Given the number of audio channels provided, each channel will be transcribed separately and the channel id assigned to the speaker label. The final output will be a combination of all individual channel outputs. Overlapping monologues will have ordering broken by the order in which the first spoken element of each monologue occurs. If speaker_channels_count is greater than the actual channels in the audio, the job will fail with invalid_media.

Note:

  • The amount charged will be the duration of the file multiplied by the number of channels specified.
  • When using speaker_channels_count each channel will be diarized as one speaker, and the value of skip_diarization will be ignored if provided
custom_vocabulary_id
string or null

This feature is in beta. You can supply the id of a pre-completed custom vocabulary that you submitted through the Custom Vocabularies API instead of uploading the list of phrases using the custom_vocabularies parameter. Using custom_vocabulary_id or custom_vocabularies with the same list of phrases yields the same transcription result, but custom_vocabulary_id enables your submission to finish processing faster by 6 seconds on average.

You cannot use both custom_vocabulary_id and custom_vocabularies at the same time, and doing so will result in a 400 response. If the supplied id represents an incomplete, deleted, or non-existent custom vocabulary then you will receive a 404 response.

Array of objects [ 1 .. 50 ] items

Specify a collection of custom vocabulary to be used for this job. Custom vocabulary informs and biases the speech recognition to find those phrases (at the cost of slightly slower transcription).

language
string or null
Default: "en"

language is provided as a ISO 639-1 language code, with the exception of Mandarin (cmn) which is supplied as an ISO 639-3 language code.

Material:
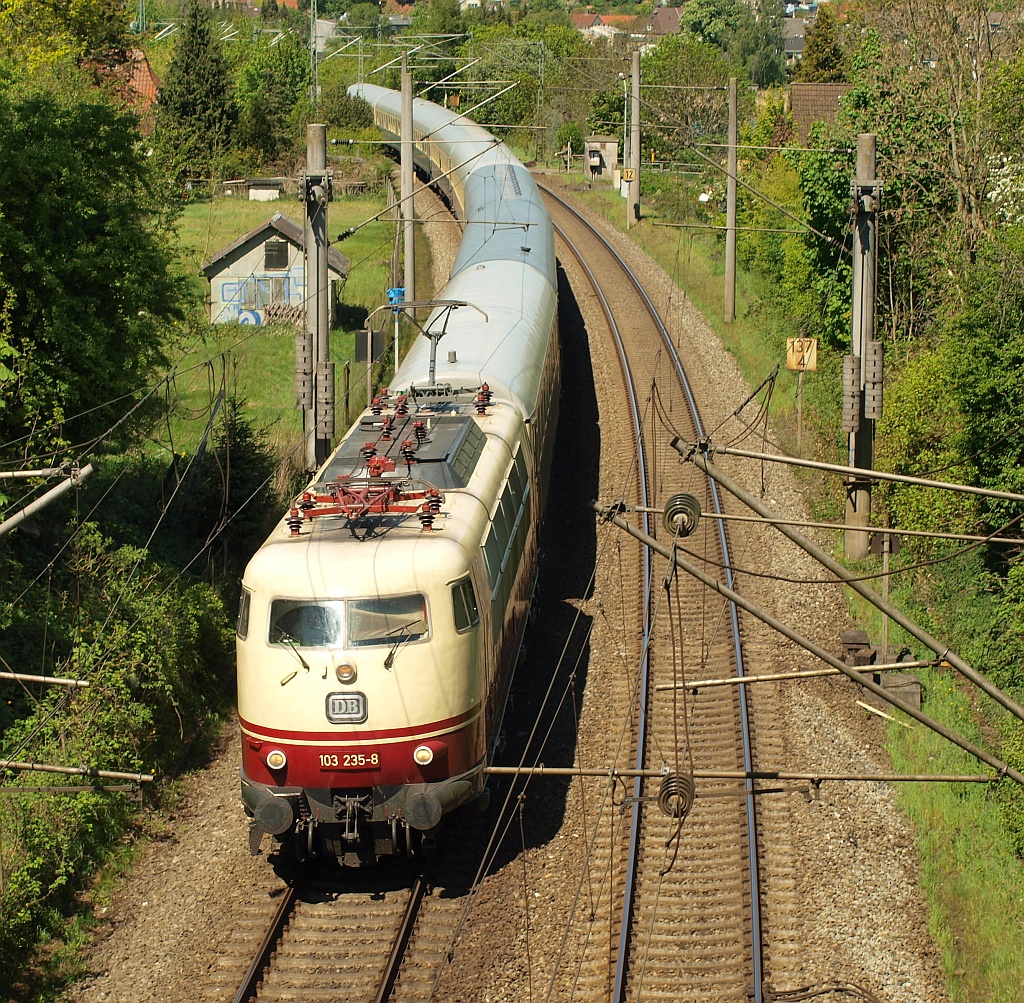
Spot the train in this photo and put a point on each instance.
(381, 622)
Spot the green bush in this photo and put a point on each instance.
(156, 650)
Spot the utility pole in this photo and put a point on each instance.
(313, 369)
(862, 368)
(730, 212)
(633, 212)
(313, 70)
(409, 233)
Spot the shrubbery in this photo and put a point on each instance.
(156, 650)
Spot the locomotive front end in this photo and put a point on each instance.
(360, 714)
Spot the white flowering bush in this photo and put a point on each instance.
(1007, 192)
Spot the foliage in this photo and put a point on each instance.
(824, 180)
(85, 286)
(196, 114)
(711, 21)
(35, 33)
(270, 84)
(155, 650)
(756, 41)
(684, 61)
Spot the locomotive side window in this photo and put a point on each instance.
(467, 615)
(306, 623)
(242, 628)
(385, 621)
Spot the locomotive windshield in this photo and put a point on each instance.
(386, 621)
(306, 623)
(352, 623)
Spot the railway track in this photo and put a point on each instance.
(673, 908)
(686, 895)
(347, 933)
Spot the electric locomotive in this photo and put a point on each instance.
(380, 623)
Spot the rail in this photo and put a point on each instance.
(623, 956)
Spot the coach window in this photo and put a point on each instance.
(306, 623)
(242, 628)
(386, 621)
(467, 615)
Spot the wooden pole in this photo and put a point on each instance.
(730, 212)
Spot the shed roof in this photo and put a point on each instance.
(815, 102)
(276, 225)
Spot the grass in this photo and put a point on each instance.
(257, 364)
(696, 264)
(973, 880)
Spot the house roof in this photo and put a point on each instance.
(141, 79)
(276, 225)
(665, 21)
(623, 22)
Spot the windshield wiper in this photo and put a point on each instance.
(294, 648)
(389, 661)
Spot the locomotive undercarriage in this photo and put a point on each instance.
(357, 828)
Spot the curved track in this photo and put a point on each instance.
(689, 925)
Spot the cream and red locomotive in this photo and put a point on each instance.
(381, 622)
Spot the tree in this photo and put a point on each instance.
(681, 60)
(195, 112)
(270, 81)
(824, 59)
(757, 43)
(39, 32)
(85, 282)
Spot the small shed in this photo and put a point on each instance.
(600, 158)
(261, 277)
(815, 102)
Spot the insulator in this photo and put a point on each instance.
(325, 399)
(675, 796)
(851, 393)
(303, 369)
(682, 512)
(873, 367)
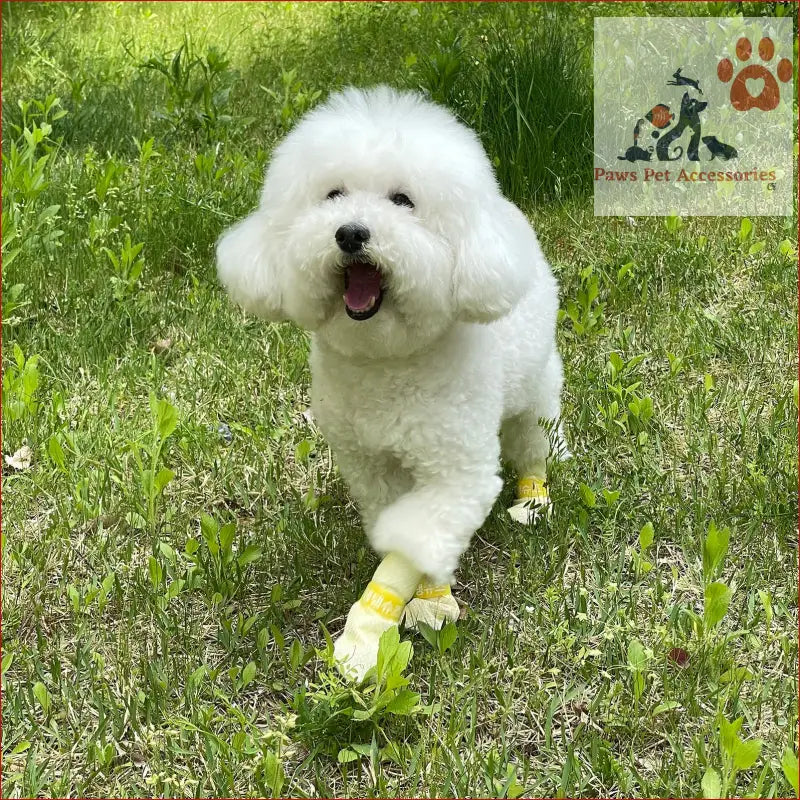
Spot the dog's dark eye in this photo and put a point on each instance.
(400, 199)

Set problem:
Carry on the transcription job parameter documentation from the line on the ISO language codes.

Task result:
Only 1 language can be selected per audio, i.e. no multiple languages in one transcription job. Additionally, the following parameters may not be used with non-English languages: skip_punctuation, remove_disfluencies, filter_profanity, speaker_channels_count, custom_vocabulary_id.

You can provide a language parameter for transcribing audio in one of the following languages:

Language Language Code HIPAA Support EU Global Deployment Support
Arabic ar x
Bulgarian bg
Catalan ca
Croatian hr
Czech cs
Danish da x
Dutch nl x
English en x x
Farsi fa x
Finnish fi
French fr x
German de x
Greek el
Hebrew he x
Hindi hi x
Hungarian hu
Indonesian id x
Italian it x
Japanese ja x
Korean ko x
Lithuanian lt
Latvian lv
Malay ms x
Mandarin cmn x
Norwegian no
Polish pl
Portuguese pt x
Romanian ro
Russian ru x
Slovak sk
Slovenian sl
Spanish es x
Swedish sv
Tamil ta x
Telugu te x
Turkish tr x
Responses
200

Transcription Job Details

400

Bad Request

401

Request Unauthorized

403

Request Forbidden

413

Payload Too Large


Only returned when job is submitted using a local file as part of multipart/form-data. Submit a job with the source_config parameter for files larger than 2GBs

post/jobs
Request samples
{
  • "metadata": "example metadata",
  • "notification_config": {},
  • "source_config": {},
  • "transcriber": "machine",
  • "skip_diarization": false,
  • "skip_punctuation": false,
  • "skip_postprocessing": false,
  • "remove_disfluencies": false,
  • "filter_profanity": false,
  • "speaker_channel_count": 1,
  • "delete_after_seconds": 2592000,
  • "custom_vocabulary_id": null,
  • "language": "en"
}
Response samples
application/json
{
  • "id": "Umx5c6F7pH7r",
  • "status": "in_progress",
  • "language": "en",
  • "created_on": "2018-05-05T23:23:22.29Z",
  • "transcriber": "machine"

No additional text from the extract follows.